start WORKING DATA

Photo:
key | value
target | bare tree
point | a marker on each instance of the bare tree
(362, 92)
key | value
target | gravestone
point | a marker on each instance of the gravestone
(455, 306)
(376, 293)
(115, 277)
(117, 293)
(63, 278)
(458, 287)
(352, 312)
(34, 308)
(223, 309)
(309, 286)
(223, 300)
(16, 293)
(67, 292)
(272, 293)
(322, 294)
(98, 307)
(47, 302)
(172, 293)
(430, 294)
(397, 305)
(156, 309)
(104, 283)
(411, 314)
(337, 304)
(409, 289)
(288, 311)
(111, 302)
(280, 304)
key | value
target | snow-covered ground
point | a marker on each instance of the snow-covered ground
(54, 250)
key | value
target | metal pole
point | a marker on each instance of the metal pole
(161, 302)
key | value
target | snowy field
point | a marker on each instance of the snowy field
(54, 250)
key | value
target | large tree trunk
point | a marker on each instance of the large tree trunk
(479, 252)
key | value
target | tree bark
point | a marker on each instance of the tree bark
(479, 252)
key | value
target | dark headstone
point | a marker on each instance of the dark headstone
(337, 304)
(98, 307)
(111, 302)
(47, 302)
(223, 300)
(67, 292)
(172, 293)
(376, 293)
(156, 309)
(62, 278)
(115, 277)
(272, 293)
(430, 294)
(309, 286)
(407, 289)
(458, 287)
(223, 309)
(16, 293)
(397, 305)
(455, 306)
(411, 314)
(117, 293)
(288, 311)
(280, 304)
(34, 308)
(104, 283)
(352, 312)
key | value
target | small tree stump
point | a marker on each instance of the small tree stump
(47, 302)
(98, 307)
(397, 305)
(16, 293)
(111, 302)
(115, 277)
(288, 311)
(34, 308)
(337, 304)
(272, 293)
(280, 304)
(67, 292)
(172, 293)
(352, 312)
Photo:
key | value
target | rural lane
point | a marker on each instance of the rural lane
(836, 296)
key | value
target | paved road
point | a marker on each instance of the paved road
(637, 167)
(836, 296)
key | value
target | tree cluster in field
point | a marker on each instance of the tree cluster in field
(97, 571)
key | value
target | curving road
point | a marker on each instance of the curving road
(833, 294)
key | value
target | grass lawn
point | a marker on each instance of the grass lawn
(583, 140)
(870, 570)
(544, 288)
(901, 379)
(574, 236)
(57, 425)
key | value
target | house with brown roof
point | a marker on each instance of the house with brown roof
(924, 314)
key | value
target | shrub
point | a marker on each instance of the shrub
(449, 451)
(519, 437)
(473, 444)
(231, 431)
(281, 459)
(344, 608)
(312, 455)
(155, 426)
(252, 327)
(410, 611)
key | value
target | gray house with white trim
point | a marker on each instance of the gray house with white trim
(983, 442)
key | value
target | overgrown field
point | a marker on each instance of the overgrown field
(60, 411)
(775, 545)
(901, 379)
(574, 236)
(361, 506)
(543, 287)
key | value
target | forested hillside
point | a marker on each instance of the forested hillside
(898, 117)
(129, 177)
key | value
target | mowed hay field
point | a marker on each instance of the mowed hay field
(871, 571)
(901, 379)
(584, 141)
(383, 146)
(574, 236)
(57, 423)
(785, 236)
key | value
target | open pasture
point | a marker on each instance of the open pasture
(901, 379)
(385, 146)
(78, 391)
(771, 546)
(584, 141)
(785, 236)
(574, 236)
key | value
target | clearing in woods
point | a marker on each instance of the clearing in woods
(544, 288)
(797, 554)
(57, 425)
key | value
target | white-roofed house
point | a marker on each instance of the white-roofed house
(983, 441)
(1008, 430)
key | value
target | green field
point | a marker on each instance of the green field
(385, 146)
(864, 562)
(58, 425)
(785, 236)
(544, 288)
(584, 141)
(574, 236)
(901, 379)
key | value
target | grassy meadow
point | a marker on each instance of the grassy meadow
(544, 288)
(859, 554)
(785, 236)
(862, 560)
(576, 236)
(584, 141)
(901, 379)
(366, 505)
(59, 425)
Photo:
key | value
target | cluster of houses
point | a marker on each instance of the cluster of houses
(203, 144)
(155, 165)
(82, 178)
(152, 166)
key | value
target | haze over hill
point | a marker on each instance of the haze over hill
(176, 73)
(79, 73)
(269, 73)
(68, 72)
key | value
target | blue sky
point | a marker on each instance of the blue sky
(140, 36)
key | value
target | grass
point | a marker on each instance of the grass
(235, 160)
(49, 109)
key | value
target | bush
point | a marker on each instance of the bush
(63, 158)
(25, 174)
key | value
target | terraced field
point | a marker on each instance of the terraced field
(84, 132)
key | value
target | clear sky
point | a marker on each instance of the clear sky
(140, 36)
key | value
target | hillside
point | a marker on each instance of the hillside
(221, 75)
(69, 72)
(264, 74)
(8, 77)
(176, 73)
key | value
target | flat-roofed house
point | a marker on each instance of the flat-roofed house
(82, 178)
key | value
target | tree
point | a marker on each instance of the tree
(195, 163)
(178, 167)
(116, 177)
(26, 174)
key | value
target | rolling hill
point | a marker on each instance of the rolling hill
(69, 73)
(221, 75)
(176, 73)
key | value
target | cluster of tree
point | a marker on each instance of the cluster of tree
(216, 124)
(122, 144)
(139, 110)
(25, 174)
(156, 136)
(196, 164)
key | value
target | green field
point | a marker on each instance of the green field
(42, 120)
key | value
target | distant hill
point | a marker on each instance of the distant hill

end WORKING DATA

**PROBLEM TO WORK ON**. From the rows above, copy out each line that contains the string "trim".

**SOLUTION TO THE EXERCISE**.
target | gray house with white trim
point | a marker on each instance of the gray house with white trim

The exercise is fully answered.